Hit TV show The Last of US follows on from an outbreak of a fictitious fungi, but Imperial experts are among those battling very real fungal diseases.
This month, the long-awaited series The Last of Us hit television screens, to huge praise from critics and fans – gaining a record high audience score on Rotten Tomatoes.
At the heart of the show, and the original video game, is an outbreak of a terrifying fungal disease which turns its host into zombies, rapidly spreading around the world and leading to a reset of modern civilisation.
In the real world, fungal pathogens are often overlooked, despite more than 200 million people living with severe life-threatening fungal disease, and fungal pathogens killing more than 1 million people a year around the world.
The World Health Organization recently published guidance highlighting 19 priority fungal pathogens, as a call to arms to policy makers and the global scientific community.
Professor Matthew Fisher, from the MRC Centre for Global Infectious Disease Analysis at Imperial College London, is a part of the global scientific community working to uncover more about these fungi.

**MATERIAL PROVIDED:**

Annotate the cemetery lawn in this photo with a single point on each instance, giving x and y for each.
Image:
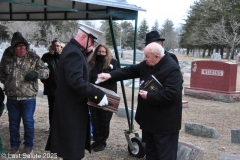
(222, 116)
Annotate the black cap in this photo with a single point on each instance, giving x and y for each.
(17, 34)
(153, 36)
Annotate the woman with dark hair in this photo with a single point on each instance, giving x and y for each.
(51, 59)
(101, 61)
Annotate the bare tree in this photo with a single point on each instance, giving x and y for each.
(222, 34)
(30, 30)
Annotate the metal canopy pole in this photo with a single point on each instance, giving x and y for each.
(118, 61)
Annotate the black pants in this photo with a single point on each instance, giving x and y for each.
(101, 124)
(51, 103)
(161, 147)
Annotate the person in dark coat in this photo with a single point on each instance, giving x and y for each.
(2, 97)
(159, 113)
(70, 133)
(51, 59)
(154, 36)
(101, 61)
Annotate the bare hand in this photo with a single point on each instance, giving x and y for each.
(143, 94)
(103, 77)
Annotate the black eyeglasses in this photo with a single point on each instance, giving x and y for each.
(20, 46)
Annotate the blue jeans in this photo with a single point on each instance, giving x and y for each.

**EXERCISE TASKS:**
(a) Return the stretch of the fungal disease article from "The World Health" through "global scientific community.", copied word for word.
(b) According to the fungal disease article, how many priority fungal pathogens did the World Health Organization's recent guidance highlight?

**EXPECTED RESULTS:**
(a)
The World Health Organization recently published guidance highlighting 19 priority fungal pathogens, as a call to arms to policy makers and the global scientific community.

(b) 19